BEGIN SUPPLIED TEXT
And in fact, I have run the modified bpftrace script looking at mmu_notifier_seq counts, and one server is showing this value to be 3,405,720,771 which is north of the 2,147,483,647 value for an int. But this particular server has never had this VM freezing issue.

I suppose one question would be if mmu_notifier_seq correlates directly to mmu_invalidate_seq?

The other question would be if the CPU in use plays a role in this somehow.

The server that has never had this VM freezing issue (the one with a mmu_notifier_seq count of 3,405,720,771) is using an AMD Ryzen 9 3900X CPU.

The other servers that are experiencing this VM freezing issue are using CPUs:

Intel Xeon E3-1230v2
Intel Xeon E3-1270v2
Intel Core i9-11900

The VM freezes happen randomly and I've never been able to find any cause. The last VM froze up after 2 days of uptime. Another froze up after 130+ days of uptime.
END SUPPLIED TEXT
BEGIN THE DATA
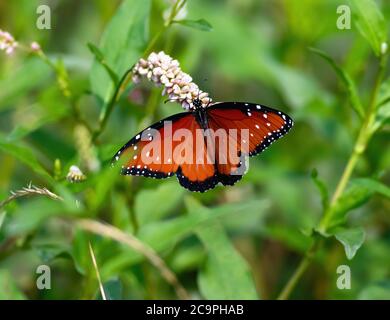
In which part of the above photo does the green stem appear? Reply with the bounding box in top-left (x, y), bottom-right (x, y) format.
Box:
top-left (277, 238), bottom-right (321, 300)
top-left (92, 0), bottom-right (186, 142)
top-left (278, 56), bottom-right (386, 299)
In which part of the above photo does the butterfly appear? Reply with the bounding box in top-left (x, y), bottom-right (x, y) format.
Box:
top-left (113, 99), bottom-right (293, 192)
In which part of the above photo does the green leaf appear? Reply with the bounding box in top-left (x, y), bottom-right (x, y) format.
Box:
top-left (7, 104), bottom-right (69, 141)
top-left (196, 223), bottom-right (258, 300)
top-left (310, 48), bottom-right (364, 118)
top-left (318, 178), bottom-right (390, 234)
top-left (187, 201), bottom-right (258, 300)
top-left (0, 135), bottom-right (52, 181)
top-left (87, 43), bottom-right (119, 85)
top-left (0, 58), bottom-right (51, 110)
top-left (311, 169), bottom-right (329, 211)
top-left (173, 19), bottom-right (213, 31)
top-left (90, 0), bottom-right (151, 107)
top-left (334, 228), bottom-right (365, 260)
top-left (351, 0), bottom-right (387, 56)
top-left (134, 181), bottom-right (185, 225)
top-left (96, 279), bottom-right (123, 300)
top-left (32, 243), bottom-right (70, 264)
top-left (0, 269), bottom-right (26, 300)
top-left (100, 198), bottom-right (268, 278)
top-left (4, 196), bottom-right (79, 236)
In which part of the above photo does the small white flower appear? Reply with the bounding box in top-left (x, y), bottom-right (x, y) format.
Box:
top-left (0, 29), bottom-right (18, 55)
top-left (133, 51), bottom-right (211, 110)
top-left (66, 165), bottom-right (87, 182)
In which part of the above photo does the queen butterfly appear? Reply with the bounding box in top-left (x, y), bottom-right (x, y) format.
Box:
top-left (113, 99), bottom-right (293, 192)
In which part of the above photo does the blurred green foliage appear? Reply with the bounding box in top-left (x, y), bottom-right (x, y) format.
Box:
top-left (0, 0), bottom-right (390, 299)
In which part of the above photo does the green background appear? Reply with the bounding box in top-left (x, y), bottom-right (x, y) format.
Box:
top-left (0, 0), bottom-right (390, 299)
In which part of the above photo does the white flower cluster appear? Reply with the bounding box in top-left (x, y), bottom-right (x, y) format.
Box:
top-left (0, 29), bottom-right (18, 55)
top-left (133, 51), bottom-right (211, 110)
top-left (66, 165), bottom-right (87, 182)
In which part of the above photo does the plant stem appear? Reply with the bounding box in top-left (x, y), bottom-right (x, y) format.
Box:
top-left (278, 56), bottom-right (386, 300)
top-left (92, 0), bottom-right (186, 142)
top-left (277, 238), bottom-right (321, 300)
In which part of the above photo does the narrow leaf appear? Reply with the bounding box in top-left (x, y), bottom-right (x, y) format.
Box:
top-left (90, 0), bottom-right (151, 107)
top-left (173, 19), bottom-right (213, 31)
top-left (350, 0), bottom-right (387, 56)
top-left (319, 178), bottom-right (390, 233)
top-left (311, 169), bottom-right (329, 211)
top-left (87, 43), bottom-right (119, 85)
top-left (334, 228), bottom-right (365, 260)
top-left (310, 48), bottom-right (364, 118)
top-left (187, 201), bottom-right (258, 299)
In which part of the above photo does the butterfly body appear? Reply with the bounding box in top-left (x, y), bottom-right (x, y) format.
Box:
top-left (114, 99), bottom-right (293, 192)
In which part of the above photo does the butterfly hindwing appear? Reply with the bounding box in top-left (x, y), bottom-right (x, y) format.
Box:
top-left (114, 102), bottom-right (293, 192)
top-left (113, 112), bottom-right (218, 192)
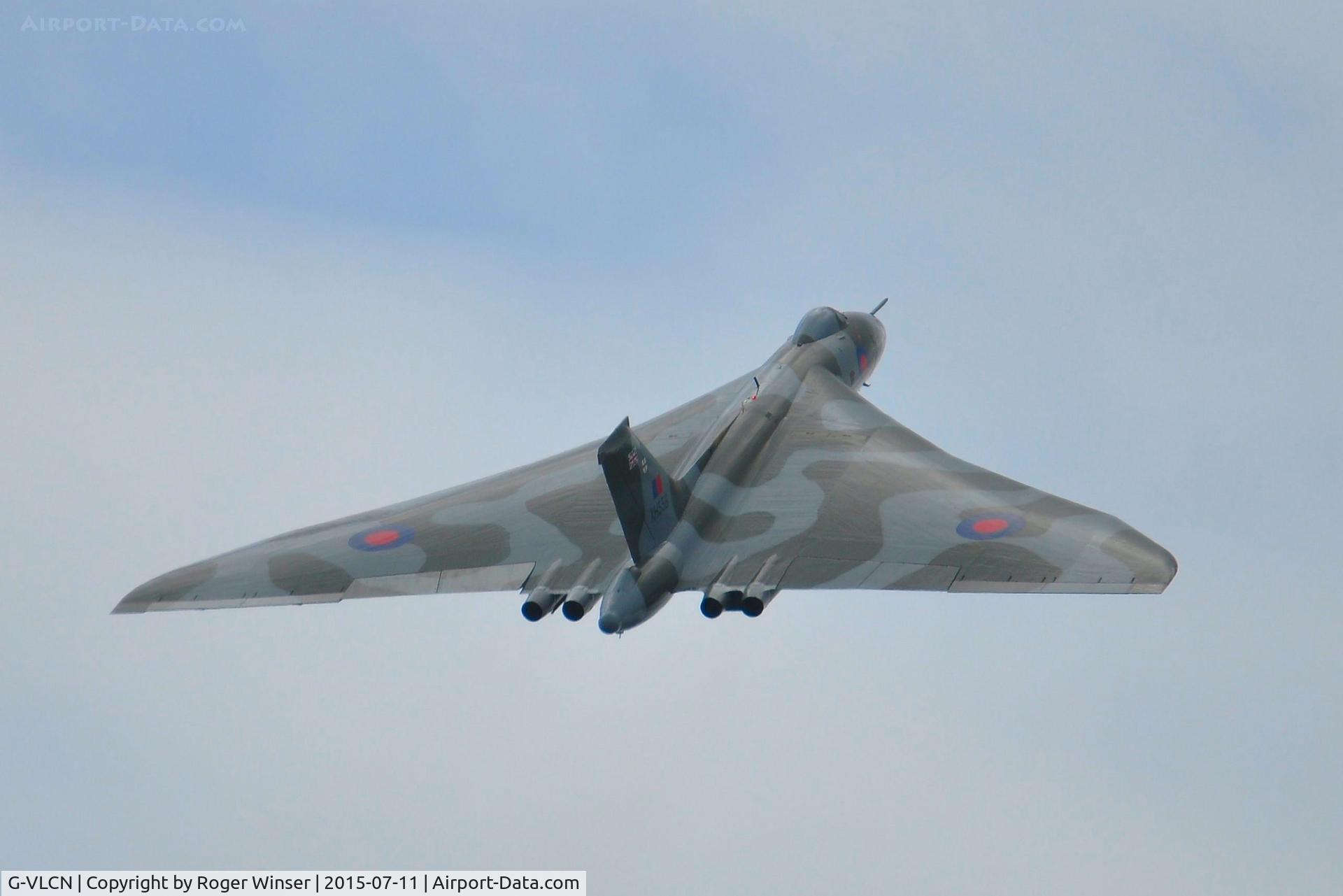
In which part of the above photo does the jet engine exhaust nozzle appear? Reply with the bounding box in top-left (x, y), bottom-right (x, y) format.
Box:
top-left (523, 588), bottom-right (564, 622)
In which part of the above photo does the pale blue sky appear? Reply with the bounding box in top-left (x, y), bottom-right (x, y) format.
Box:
top-left (0, 3), bottom-right (1343, 896)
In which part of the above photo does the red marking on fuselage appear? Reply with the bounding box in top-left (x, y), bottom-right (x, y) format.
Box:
top-left (364, 529), bottom-right (402, 548)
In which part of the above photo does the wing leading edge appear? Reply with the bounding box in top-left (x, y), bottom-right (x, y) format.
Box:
top-left (683, 367), bottom-right (1177, 594)
top-left (113, 376), bottom-right (751, 613)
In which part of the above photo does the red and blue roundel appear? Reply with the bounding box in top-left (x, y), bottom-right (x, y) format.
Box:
top-left (349, 525), bottom-right (415, 550)
top-left (956, 512), bottom-right (1026, 541)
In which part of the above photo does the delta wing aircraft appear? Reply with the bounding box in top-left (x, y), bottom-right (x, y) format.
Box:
top-left (114, 302), bottom-right (1175, 634)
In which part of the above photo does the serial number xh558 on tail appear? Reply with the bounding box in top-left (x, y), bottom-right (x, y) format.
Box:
top-left (123, 302), bottom-right (1175, 634)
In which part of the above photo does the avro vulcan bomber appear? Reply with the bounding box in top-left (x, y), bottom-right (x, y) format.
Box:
top-left (114, 302), bottom-right (1175, 634)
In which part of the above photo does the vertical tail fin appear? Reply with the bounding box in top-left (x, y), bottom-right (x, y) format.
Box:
top-left (596, 418), bottom-right (685, 563)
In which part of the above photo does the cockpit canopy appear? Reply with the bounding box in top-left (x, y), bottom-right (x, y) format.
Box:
top-left (793, 306), bottom-right (848, 346)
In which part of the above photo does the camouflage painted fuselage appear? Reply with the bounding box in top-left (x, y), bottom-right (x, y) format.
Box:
top-left (115, 309), bottom-right (1175, 633)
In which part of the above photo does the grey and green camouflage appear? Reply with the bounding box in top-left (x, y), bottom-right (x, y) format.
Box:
top-left (114, 308), bottom-right (1175, 633)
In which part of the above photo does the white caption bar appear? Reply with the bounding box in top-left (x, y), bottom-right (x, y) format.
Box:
top-left (0, 871), bottom-right (587, 896)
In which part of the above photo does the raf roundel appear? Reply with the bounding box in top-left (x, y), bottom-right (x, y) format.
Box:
top-left (349, 525), bottom-right (415, 550)
top-left (956, 513), bottom-right (1026, 541)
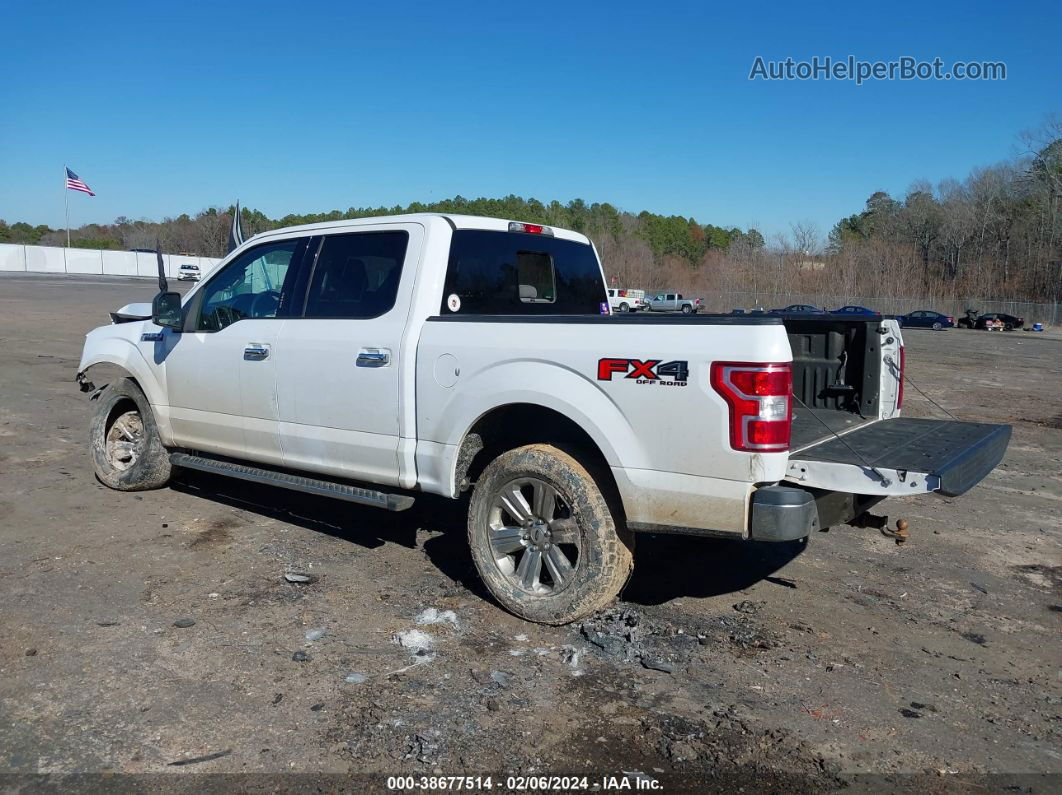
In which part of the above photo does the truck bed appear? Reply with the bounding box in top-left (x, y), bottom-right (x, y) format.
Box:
END THE DATA
Copy the forum post's text between "And in fact, I" and "directly to mmu_invalidate_seq?", inclusive. None of the items is needed here.

RESPONSE TO THE EXERCISE ->
And in fact, I have run the modified bpftrace script looking at mmu_notifier_seq counts, and one server is showing this value to be 3,405,720,771 which is north of the 2,147,483,647 value for an int. But this particular server has never had this VM freezing issue.

I suppose one question would be if mmu_notifier_seq correlates directly to mmu_invalidate_seq?